[Items for bounding box labeling]
◆ ◆ ◆ ◆ ◆

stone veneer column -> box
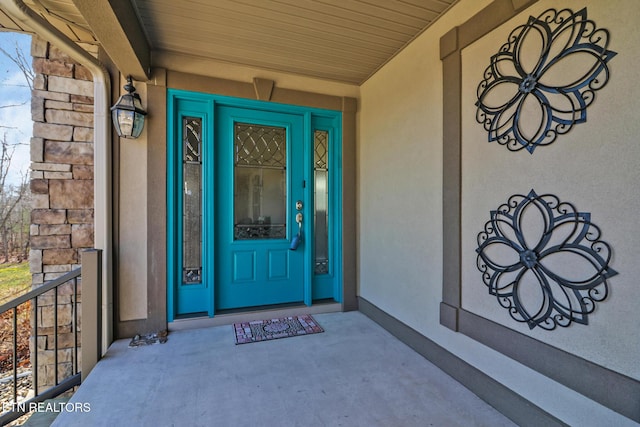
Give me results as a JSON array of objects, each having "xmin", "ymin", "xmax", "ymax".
[{"xmin": 29, "ymin": 37, "xmax": 94, "ymax": 391}]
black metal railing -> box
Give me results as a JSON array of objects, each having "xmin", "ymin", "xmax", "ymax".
[{"xmin": 0, "ymin": 268, "xmax": 82, "ymax": 425}]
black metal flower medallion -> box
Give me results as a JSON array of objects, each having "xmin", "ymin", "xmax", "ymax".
[
  {"xmin": 476, "ymin": 190, "xmax": 618, "ymax": 330},
  {"xmin": 476, "ymin": 8, "xmax": 616, "ymax": 153}
]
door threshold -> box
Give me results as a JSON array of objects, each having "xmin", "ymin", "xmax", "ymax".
[{"xmin": 168, "ymin": 302, "xmax": 342, "ymax": 332}]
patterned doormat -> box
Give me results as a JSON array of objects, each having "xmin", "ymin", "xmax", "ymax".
[{"xmin": 233, "ymin": 314, "xmax": 324, "ymax": 344}]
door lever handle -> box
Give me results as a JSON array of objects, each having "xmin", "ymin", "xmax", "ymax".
[{"xmin": 289, "ymin": 212, "xmax": 303, "ymax": 251}]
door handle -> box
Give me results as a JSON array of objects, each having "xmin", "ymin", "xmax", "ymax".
[{"xmin": 289, "ymin": 212, "xmax": 303, "ymax": 251}]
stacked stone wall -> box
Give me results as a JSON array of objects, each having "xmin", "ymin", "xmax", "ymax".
[{"xmin": 29, "ymin": 37, "xmax": 94, "ymax": 390}]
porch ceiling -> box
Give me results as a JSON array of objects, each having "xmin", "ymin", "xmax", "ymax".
[{"xmin": 0, "ymin": 0, "xmax": 458, "ymax": 84}]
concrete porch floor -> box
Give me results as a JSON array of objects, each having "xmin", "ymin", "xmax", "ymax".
[{"xmin": 53, "ymin": 312, "xmax": 514, "ymax": 427}]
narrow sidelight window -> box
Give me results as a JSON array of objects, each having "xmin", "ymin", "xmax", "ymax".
[
  {"xmin": 182, "ymin": 117, "xmax": 202, "ymax": 285},
  {"xmin": 313, "ymin": 130, "xmax": 329, "ymax": 274}
]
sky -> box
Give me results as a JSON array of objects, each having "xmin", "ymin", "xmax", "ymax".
[{"xmin": 0, "ymin": 32, "xmax": 33, "ymax": 184}]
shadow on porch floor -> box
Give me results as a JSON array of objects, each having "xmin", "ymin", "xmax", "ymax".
[{"xmin": 53, "ymin": 312, "xmax": 514, "ymax": 427}]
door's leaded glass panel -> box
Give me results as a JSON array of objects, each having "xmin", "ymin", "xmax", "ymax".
[
  {"xmin": 182, "ymin": 117, "xmax": 202, "ymax": 285},
  {"xmin": 233, "ymin": 123, "xmax": 287, "ymax": 240},
  {"xmin": 313, "ymin": 130, "xmax": 329, "ymax": 274}
]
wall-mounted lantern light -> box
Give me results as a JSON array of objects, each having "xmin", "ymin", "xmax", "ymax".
[{"xmin": 111, "ymin": 76, "xmax": 147, "ymax": 139}]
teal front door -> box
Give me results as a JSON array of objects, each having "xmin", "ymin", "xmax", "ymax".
[
  {"xmin": 167, "ymin": 90, "xmax": 342, "ymax": 321},
  {"xmin": 215, "ymin": 107, "xmax": 308, "ymax": 310}
]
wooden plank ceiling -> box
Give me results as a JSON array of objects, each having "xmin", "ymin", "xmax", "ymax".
[{"xmin": 5, "ymin": 0, "xmax": 458, "ymax": 84}]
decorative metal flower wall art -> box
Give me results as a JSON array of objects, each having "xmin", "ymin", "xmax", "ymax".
[
  {"xmin": 476, "ymin": 190, "xmax": 618, "ymax": 330},
  {"xmin": 476, "ymin": 8, "xmax": 616, "ymax": 154}
]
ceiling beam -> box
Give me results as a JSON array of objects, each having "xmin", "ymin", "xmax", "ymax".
[{"xmin": 72, "ymin": 0, "xmax": 151, "ymax": 81}]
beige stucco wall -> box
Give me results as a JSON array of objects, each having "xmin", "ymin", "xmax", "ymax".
[
  {"xmin": 118, "ymin": 77, "xmax": 147, "ymax": 324},
  {"xmin": 462, "ymin": 0, "xmax": 640, "ymax": 379},
  {"xmin": 358, "ymin": 0, "xmax": 640, "ymax": 425}
]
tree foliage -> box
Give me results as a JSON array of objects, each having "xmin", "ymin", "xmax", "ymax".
[{"xmin": 0, "ymin": 38, "xmax": 34, "ymax": 262}]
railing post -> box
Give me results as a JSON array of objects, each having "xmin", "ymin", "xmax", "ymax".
[{"xmin": 80, "ymin": 249, "xmax": 102, "ymax": 381}]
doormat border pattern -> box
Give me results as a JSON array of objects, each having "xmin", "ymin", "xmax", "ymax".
[{"xmin": 233, "ymin": 314, "xmax": 324, "ymax": 345}]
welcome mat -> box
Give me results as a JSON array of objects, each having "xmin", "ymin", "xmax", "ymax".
[{"xmin": 233, "ymin": 314, "xmax": 324, "ymax": 344}]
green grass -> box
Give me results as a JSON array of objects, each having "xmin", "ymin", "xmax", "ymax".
[{"xmin": 0, "ymin": 262, "xmax": 31, "ymax": 303}]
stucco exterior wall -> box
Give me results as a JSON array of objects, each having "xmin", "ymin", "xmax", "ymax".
[
  {"xmin": 358, "ymin": 0, "xmax": 640, "ymax": 425},
  {"xmin": 462, "ymin": 1, "xmax": 640, "ymax": 379}
]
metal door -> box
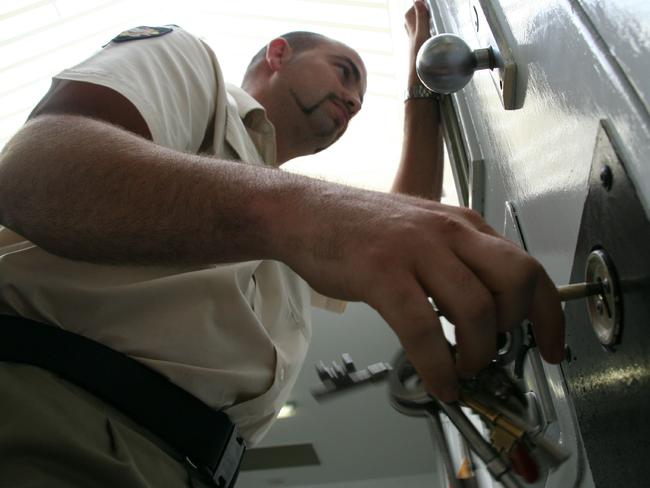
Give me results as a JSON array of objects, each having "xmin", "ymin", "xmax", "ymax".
[{"xmin": 420, "ymin": 0, "xmax": 650, "ymax": 488}]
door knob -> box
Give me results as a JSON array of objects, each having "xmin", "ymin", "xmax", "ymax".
[{"xmin": 416, "ymin": 34, "xmax": 495, "ymax": 94}]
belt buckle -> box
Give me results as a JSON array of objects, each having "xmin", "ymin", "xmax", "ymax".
[{"xmin": 209, "ymin": 425, "xmax": 246, "ymax": 488}]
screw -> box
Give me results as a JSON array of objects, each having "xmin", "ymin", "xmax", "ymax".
[
  {"xmin": 564, "ymin": 346, "xmax": 573, "ymax": 363},
  {"xmin": 600, "ymin": 165, "xmax": 614, "ymax": 191}
]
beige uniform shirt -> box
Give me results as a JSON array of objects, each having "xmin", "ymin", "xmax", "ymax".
[{"xmin": 0, "ymin": 28, "xmax": 340, "ymax": 444}]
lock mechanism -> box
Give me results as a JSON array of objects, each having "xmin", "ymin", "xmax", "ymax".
[{"xmin": 585, "ymin": 249, "xmax": 622, "ymax": 347}]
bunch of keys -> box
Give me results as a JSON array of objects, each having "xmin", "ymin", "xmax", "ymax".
[
  {"xmin": 312, "ymin": 351, "xmax": 569, "ymax": 488},
  {"xmin": 388, "ymin": 351, "xmax": 569, "ymax": 488},
  {"xmin": 312, "ymin": 280, "xmax": 620, "ymax": 488}
]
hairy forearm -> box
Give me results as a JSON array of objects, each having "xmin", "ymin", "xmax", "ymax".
[
  {"xmin": 0, "ymin": 115, "xmax": 315, "ymax": 264},
  {"xmin": 392, "ymin": 99, "xmax": 443, "ymax": 201}
]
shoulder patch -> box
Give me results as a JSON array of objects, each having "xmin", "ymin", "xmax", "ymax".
[{"xmin": 111, "ymin": 25, "xmax": 174, "ymax": 42}]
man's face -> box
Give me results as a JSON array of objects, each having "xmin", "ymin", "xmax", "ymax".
[{"xmin": 283, "ymin": 41, "xmax": 367, "ymax": 152}]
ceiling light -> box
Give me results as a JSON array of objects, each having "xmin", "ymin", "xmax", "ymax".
[{"xmin": 278, "ymin": 402, "xmax": 296, "ymax": 419}]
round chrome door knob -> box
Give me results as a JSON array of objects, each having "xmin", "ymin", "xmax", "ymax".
[{"xmin": 416, "ymin": 34, "xmax": 494, "ymax": 94}]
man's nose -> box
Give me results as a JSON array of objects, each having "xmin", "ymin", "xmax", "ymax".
[{"xmin": 344, "ymin": 94, "xmax": 361, "ymax": 117}]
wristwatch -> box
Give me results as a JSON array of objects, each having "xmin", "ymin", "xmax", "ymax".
[{"xmin": 404, "ymin": 83, "xmax": 442, "ymax": 102}]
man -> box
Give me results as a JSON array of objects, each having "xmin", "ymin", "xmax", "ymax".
[{"xmin": 0, "ymin": 1, "xmax": 563, "ymax": 486}]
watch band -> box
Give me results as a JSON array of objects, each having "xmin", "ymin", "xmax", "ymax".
[{"xmin": 404, "ymin": 83, "xmax": 441, "ymax": 102}]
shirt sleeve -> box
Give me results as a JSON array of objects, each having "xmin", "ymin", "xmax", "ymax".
[
  {"xmin": 48, "ymin": 27, "xmax": 219, "ymax": 153},
  {"xmin": 311, "ymin": 288, "xmax": 348, "ymax": 313}
]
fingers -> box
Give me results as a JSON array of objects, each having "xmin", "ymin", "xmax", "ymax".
[
  {"xmin": 374, "ymin": 281, "xmax": 458, "ymax": 401},
  {"xmin": 413, "ymin": 0, "xmax": 429, "ymax": 37},
  {"xmin": 420, "ymin": 248, "xmax": 497, "ymax": 377},
  {"xmin": 454, "ymin": 232, "xmax": 564, "ymax": 362}
]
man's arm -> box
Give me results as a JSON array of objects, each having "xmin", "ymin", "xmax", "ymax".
[
  {"xmin": 0, "ymin": 77, "xmax": 564, "ymax": 400},
  {"xmin": 392, "ymin": 0, "xmax": 443, "ymax": 201}
]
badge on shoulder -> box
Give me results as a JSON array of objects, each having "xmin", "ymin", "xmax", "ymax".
[{"xmin": 111, "ymin": 25, "xmax": 174, "ymax": 42}]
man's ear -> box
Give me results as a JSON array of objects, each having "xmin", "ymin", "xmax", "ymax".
[{"xmin": 266, "ymin": 37, "xmax": 293, "ymax": 71}]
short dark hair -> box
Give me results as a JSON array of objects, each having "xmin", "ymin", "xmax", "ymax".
[{"xmin": 244, "ymin": 31, "xmax": 331, "ymax": 83}]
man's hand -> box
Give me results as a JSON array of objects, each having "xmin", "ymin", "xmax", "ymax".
[
  {"xmin": 276, "ymin": 187, "xmax": 564, "ymax": 400},
  {"xmin": 404, "ymin": 0, "xmax": 431, "ymax": 72}
]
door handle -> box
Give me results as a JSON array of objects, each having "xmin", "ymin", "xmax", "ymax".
[
  {"xmin": 416, "ymin": 0, "xmax": 524, "ymax": 110},
  {"xmin": 416, "ymin": 34, "xmax": 496, "ymax": 94}
]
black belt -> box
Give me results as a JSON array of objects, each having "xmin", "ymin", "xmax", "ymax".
[{"xmin": 0, "ymin": 315, "xmax": 246, "ymax": 488}]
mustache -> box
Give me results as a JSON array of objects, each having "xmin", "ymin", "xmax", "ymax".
[{"xmin": 289, "ymin": 89, "xmax": 345, "ymax": 115}]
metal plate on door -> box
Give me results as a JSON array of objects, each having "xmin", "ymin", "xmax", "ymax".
[{"xmin": 563, "ymin": 119, "xmax": 650, "ymax": 487}]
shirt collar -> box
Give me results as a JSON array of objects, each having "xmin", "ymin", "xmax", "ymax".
[{"xmin": 226, "ymin": 83, "xmax": 278, "ymax": 167}]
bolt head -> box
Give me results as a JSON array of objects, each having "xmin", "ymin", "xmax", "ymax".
[{"xmin": 600, "ymin": 165, "xmax": 614, "ymax": 191}]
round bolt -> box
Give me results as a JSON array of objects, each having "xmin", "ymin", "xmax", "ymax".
[
  {"xmin": 564, "ymin": 346, "xmax": 573, "ymax": 363},
  {"xmin": 600, "ymin": 165, "xmax": 614, "ymax": 191}
]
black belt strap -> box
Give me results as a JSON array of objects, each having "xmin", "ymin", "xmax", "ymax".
[{"xmin": 0, "ymin": 315, "xmax": 246, "ymax": 488}]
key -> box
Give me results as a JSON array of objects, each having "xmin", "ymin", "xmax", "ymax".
[
  {"xmin": 432, "ymin": 402, "xmax": 521, "ymax": 488},
  {"xmin": 390, "ymin": 395, "xmax": 463, "ymax": 488}
]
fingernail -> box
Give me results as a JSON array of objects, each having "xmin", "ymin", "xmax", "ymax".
[{"xmin": 438, "ymin": 386, "xmax": 458, "ymax": 402}]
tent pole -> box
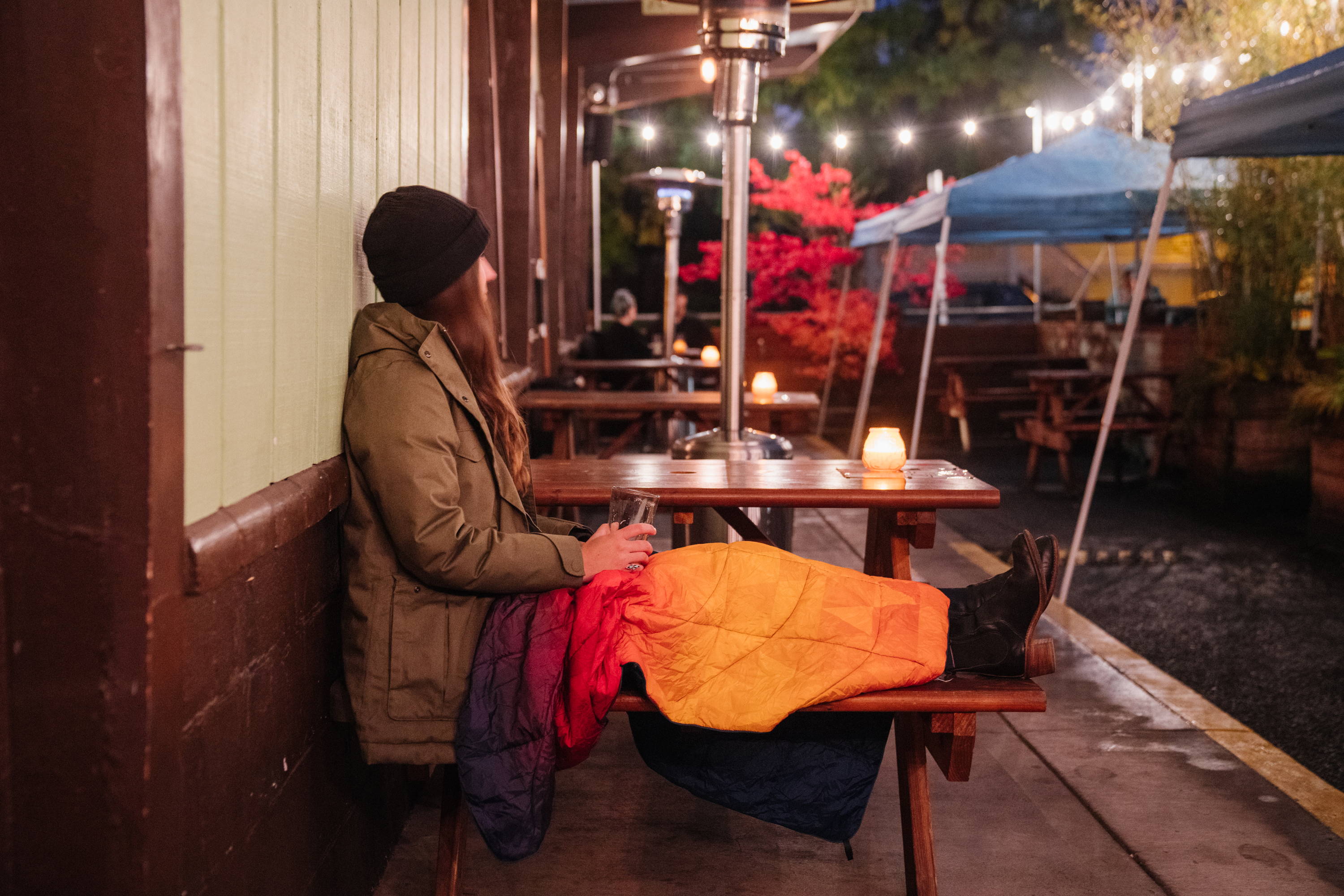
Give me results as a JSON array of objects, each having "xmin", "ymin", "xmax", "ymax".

◆ ◆ ◆ ◆ ◆

Count the lines in the items above that contain the string "ceiling", treating uppercase and lowercase as different. Give only the number.

4